◆ **Trecho**
O faturamento da agropecuária brasileira deve atingir R$ 1,39 trilhão em 2026, com queda de 4,8% em relação a 2025. A estimativa é da Confederação da Agricultura e Pecuária do Brasil (CNA) e considera o Valor Bruto da Produção (VBP), indicador que mede a renda gerada dentro da porteira.

Segundo a entidade, o resultado reflete principalmente a redução dos preços reais recebidos pelos produtores, com menor influência das variações na produção.

Agricultura puxa recuo

Para a agricultura, o VBP está projetado em R$ 903,5 bilhões, queda de 5,9% na comparação anual.

A soja, principal cultura do país, deve registrar recuo leve de 0,5% no faturamento, mesmo com aumento de 3,71% na produção. Já o milho deve ter queda mais acentuada, de 6,9%, pressionado tanto pela redução dos preços (-4,9%) quanto pela menor produção (-2,05%).

Na cana-de-açúcar, a previsão é de diminuição de 5,6% no VBP, com impacto da queda nos preços (-5,2%), apesar de leve alta na produção (0,37%).

Por outro lado, o café arábica deve apresentar desempenho positivo. A estimativa é de alta de 10,4% no faturamento, impulsionada pelo avanço de 23,29% na produção, mesmo diante da expectativa de queda de 10,5% nos preços.

Pecuária tem queda mais moderada

Na pecuária, o VBP deve somar R$ 485,3 bilhões em 2026, recuo de 2,6% frente ao ano anterior.

A carne bovina aparece como exceção, com projeção de alta de 7,6% no faturamento. Para os demais produtos, a expectativa é de queda, refletindo preços mais baixos ao produtor.

As maiores reduções de receita devem ocorrer no leite (-19,1%), ovos (-13,3%), carne suína (-10,2%) e carne de frango (-5,8%).

(Entradas de dados coletadas)
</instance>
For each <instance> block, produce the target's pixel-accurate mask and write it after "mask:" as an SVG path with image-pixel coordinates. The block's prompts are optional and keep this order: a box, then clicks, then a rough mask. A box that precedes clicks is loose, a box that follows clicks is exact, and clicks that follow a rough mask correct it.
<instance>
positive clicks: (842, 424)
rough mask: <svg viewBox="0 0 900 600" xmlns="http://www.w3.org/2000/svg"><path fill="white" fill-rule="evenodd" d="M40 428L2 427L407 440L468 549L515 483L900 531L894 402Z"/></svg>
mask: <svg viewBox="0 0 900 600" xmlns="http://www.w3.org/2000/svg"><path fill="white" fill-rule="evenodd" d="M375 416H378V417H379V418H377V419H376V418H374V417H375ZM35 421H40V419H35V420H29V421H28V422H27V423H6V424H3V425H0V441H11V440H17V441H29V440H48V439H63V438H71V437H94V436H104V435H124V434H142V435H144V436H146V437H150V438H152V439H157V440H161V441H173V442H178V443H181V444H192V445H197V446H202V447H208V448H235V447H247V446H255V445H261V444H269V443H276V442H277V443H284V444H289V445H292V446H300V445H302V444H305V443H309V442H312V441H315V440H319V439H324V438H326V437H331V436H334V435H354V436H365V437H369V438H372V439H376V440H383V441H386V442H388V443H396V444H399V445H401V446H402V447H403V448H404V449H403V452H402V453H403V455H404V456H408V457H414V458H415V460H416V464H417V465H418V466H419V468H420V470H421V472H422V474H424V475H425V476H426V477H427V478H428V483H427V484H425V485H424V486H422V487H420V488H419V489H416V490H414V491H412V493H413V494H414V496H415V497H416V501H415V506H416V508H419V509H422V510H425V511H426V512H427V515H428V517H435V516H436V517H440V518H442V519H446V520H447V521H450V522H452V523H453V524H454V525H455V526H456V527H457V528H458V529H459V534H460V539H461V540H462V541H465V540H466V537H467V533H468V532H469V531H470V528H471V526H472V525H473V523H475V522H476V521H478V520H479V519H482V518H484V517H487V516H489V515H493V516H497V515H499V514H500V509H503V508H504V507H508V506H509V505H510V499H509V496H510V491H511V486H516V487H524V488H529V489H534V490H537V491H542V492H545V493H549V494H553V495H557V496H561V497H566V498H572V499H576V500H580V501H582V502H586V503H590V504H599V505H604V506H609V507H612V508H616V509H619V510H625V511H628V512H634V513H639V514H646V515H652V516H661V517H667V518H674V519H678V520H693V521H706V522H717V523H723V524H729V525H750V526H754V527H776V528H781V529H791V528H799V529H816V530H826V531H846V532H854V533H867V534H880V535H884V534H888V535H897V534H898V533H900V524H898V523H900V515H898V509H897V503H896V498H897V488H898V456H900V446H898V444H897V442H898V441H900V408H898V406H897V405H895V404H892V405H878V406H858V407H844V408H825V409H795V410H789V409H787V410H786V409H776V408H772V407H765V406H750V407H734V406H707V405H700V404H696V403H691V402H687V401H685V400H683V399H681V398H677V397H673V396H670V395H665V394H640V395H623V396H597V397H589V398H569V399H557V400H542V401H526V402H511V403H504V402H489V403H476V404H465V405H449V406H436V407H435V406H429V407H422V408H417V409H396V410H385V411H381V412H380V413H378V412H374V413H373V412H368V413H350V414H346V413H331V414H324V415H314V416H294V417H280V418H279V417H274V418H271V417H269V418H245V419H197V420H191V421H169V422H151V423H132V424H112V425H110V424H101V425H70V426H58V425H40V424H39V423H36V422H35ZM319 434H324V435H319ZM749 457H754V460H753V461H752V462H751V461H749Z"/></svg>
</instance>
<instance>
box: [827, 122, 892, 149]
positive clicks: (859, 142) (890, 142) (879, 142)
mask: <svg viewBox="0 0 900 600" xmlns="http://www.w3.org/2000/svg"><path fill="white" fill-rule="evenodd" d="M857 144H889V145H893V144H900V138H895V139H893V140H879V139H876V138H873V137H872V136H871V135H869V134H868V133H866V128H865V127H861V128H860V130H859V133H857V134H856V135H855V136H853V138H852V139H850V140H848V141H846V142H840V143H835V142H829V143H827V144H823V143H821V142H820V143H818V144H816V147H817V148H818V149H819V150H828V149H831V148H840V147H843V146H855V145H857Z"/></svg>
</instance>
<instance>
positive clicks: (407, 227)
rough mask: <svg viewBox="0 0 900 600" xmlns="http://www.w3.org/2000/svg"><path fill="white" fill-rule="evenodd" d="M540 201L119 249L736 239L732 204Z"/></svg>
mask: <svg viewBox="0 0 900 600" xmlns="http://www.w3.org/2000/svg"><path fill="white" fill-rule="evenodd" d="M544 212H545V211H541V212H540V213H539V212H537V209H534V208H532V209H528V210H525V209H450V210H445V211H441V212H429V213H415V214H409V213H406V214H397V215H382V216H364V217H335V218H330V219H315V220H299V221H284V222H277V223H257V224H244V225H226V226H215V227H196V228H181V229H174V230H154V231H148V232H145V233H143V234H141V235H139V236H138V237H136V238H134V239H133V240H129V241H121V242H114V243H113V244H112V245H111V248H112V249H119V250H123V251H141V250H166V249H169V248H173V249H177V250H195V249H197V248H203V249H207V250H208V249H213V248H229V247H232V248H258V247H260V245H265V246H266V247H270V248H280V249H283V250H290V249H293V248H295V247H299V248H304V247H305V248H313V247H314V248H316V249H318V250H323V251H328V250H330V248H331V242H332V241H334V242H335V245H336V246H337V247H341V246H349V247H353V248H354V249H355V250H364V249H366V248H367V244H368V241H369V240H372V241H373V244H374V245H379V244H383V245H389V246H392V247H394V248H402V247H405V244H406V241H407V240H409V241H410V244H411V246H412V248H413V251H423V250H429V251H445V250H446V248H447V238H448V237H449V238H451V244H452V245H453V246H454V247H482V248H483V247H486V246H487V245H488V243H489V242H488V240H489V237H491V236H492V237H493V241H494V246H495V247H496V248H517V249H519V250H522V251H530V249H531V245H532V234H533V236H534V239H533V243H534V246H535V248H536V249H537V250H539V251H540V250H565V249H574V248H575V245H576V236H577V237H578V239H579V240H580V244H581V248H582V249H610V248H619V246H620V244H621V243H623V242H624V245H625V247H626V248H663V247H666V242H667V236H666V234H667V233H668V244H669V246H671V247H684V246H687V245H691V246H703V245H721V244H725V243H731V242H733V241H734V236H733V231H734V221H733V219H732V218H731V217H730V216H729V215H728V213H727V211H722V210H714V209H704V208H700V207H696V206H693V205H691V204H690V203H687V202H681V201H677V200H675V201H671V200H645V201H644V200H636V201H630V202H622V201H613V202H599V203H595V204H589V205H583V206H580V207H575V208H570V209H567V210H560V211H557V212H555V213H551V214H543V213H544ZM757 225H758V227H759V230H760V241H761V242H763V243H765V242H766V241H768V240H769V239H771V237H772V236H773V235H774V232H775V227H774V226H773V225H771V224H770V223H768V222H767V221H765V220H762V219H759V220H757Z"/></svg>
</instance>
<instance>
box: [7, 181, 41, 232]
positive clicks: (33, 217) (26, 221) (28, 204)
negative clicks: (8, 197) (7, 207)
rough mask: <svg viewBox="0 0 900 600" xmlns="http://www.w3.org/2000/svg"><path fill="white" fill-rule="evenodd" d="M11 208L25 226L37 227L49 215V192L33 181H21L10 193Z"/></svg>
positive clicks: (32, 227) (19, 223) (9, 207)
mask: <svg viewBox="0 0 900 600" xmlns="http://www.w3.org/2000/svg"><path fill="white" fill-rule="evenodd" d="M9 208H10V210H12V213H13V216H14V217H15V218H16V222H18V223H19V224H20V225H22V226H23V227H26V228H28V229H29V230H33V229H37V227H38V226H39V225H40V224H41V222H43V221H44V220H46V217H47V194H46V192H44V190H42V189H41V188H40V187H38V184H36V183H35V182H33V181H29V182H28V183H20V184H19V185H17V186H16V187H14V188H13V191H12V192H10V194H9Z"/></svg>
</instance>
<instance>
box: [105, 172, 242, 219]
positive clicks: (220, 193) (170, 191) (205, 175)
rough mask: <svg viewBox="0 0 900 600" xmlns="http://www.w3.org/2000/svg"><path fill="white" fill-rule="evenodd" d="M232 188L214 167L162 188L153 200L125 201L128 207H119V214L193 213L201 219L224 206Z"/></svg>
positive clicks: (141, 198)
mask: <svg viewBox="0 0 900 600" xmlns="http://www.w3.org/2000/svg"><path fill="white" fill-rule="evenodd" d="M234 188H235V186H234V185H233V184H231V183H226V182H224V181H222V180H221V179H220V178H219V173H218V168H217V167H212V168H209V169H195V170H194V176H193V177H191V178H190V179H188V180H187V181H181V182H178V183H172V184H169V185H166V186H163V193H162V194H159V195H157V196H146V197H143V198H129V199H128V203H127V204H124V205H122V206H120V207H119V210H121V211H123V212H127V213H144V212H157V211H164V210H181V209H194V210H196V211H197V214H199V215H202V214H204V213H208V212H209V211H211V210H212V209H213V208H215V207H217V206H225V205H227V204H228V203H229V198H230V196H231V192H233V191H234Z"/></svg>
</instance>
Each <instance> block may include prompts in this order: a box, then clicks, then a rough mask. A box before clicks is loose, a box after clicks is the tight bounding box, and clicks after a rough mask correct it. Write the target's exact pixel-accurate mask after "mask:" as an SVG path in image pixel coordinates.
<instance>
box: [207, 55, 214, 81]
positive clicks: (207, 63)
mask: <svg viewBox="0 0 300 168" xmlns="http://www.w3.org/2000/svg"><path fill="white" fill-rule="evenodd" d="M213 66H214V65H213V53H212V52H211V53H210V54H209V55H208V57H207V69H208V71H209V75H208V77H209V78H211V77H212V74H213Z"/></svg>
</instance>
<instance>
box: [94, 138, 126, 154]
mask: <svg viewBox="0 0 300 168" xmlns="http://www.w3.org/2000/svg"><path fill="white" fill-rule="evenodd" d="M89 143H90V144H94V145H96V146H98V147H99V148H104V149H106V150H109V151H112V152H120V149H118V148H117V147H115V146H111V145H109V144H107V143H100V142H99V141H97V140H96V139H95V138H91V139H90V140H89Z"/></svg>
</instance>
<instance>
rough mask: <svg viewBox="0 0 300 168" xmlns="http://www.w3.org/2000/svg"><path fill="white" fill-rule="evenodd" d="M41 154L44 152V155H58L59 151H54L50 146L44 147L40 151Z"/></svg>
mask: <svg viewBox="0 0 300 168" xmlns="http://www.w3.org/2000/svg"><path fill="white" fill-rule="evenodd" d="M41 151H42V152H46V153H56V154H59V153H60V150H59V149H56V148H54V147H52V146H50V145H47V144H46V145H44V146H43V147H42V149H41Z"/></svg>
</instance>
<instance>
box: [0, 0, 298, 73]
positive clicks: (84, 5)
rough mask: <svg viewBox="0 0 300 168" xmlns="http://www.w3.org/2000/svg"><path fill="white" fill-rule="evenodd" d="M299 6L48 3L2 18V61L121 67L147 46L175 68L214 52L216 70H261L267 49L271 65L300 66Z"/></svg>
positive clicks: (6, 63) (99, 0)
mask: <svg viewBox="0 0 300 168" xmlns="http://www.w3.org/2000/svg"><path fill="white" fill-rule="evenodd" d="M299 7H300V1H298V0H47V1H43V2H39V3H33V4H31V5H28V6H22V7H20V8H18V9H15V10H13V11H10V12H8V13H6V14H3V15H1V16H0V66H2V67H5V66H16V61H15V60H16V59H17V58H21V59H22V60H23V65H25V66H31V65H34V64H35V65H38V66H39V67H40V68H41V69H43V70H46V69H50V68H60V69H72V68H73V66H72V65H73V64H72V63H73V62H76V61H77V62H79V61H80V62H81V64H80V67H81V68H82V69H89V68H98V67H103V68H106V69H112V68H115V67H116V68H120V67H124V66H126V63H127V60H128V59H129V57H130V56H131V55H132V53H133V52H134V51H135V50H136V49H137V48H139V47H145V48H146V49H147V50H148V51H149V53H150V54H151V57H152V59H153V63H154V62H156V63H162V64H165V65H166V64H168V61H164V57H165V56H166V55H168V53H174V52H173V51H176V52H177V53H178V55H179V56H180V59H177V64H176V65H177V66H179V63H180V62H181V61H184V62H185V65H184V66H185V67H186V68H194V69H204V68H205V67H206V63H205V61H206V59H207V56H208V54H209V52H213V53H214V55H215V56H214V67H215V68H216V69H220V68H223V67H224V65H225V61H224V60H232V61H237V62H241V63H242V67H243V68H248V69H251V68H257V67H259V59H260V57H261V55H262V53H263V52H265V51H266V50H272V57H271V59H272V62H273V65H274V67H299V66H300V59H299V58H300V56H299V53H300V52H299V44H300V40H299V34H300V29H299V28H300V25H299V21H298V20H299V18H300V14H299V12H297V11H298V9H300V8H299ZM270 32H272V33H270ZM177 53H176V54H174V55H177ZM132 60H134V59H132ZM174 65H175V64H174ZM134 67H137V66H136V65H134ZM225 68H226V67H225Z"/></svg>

◆ **Conjunto de tarefas**
- A) Explique, em uma a três frases, por que o trecho prevê alta no faturamento do café arábica em 2026, apesar da queda esperada nos preços.
- B) Por favor, redigite do trecho a parte que vai de "Agricultura puxa recuo" até "menor produção (-2,05%).", sem alterar nada.

◆ **Respostas das tarefas**
- A) A alta estimada de 10,4% no faturamento do café arábica vem do avanço de 23,29% na produção. Esse crescimento supera o efeito da queda de 10,5% prevista nos preços.

- B)
Agricultura puxa recuo

Para a agricultura, o VBP está projetado em R$ 903,5 bilhões, queda de 5,9% na comparação anual.

A soja, principal cultura do país, deve registrar recuo leve de 0,5% no faturamento, mesmo com aumento de 3,71% na produção. Já o milho deve ter queda mais acentuada, de 6,9%, pressionado tanto pela redução dos preços (-4,9%) quanto pela menor produção (-2,05%).